- [Excerpted text]
----
Survivor Drama: Contestant Outs Transgendered Player And Shocked When Everyone Else Circles The Wagons


Survivor has been around for 34 seasons now, and for whatever reason the last few times around have been full of players more skilled in "the game" than we've really seen in a long time. This season is called "Game Changers," and it's been largely true, with even more than the usual crop of blindsides. With all that drama, no-one was really prepared for the unbelievable exchange which happened during Tribal Council.

With the Nuku tribe going to Tribal, there were the regular alliances and plots being hatched, but it was clear through most of the episode that Jeff Varner was going to be getting the heave-ho from his tribemates and voted off the island. In desperation during the discussion in front of host Jeff Probst, he spoke about how everyone was capable of deceit (which is a true enough statement with regards to any experienced Survivor player). To punctuate his point he turned to fellow tribemate Zeke Smith and asked him, "why haven't you told anyone you're transgender?"

Now, Zeke has been on Survivor for more than 50 days across two seasons and it's never been brought up once as a topic. He hadn't revealed that aspect to anyone else, it's been entirely a private aspect to Zeke. Now, on national television, off the cuff, Varner forever cast himself on the "missing the point" train by insisting that he was bringing it up to highlight that Zeke was capable of deception.

Zeke sat quietly, the cat out of the bag, his normally jovial face completely different – now showing some very deep and personal emotions that I cannot (especially as a hetero individual) even begin to imagine. While Varner's actions and comments were shocking in and of themselves (it's rare to see Probst looking at a relative loss for words), what was heartening was that every one of Zeke's tribemates immediately came to his defense.
----
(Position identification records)
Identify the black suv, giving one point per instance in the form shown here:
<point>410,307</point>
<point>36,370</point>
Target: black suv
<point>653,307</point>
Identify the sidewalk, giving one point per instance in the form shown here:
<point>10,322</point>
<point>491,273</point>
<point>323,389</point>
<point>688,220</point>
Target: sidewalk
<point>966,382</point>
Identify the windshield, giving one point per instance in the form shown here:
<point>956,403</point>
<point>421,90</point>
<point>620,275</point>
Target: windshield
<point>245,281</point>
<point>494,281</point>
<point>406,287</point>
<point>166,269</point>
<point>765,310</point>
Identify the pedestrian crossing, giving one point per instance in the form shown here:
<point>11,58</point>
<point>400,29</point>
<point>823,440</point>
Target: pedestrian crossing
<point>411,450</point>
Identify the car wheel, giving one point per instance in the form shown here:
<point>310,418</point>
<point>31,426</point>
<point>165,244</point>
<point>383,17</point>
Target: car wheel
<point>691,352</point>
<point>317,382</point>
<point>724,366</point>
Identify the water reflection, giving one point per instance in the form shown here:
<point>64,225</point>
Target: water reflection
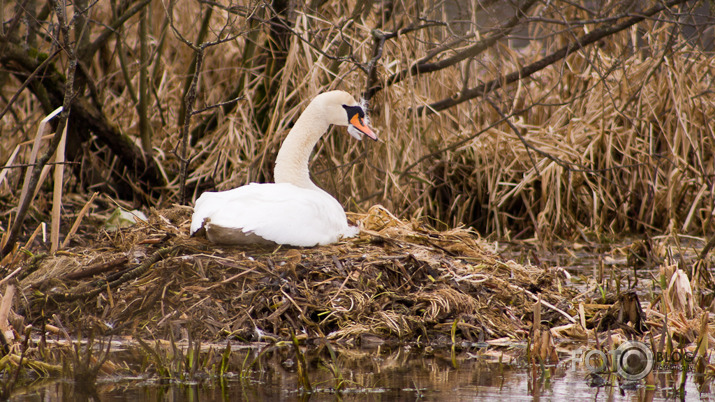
----
- [Exercise requirements]
A) According to the Survivor article, how long had Zeke been on Survivor without the topic ever coming up?
B) Copy from the Survivor article everything from "Zeke sat quietly, the" down to "to his defense.".
The records aren't needed for this work.

- [Solutions below]
A) More than 50 days across two seasons.

B)
Zeke sat quietly, the cat out of the bag, his normally jovial face completely different – now showing some very deep and personal emotions that I cannot (especially as a hetero individual) even begin to imagine. While Varner's actions and comments were shocking in and of themselves (it's rare to see Probst looking at a relative loss for words), what was heartening was that every one of Zeke's tribemates immediately came to his defense.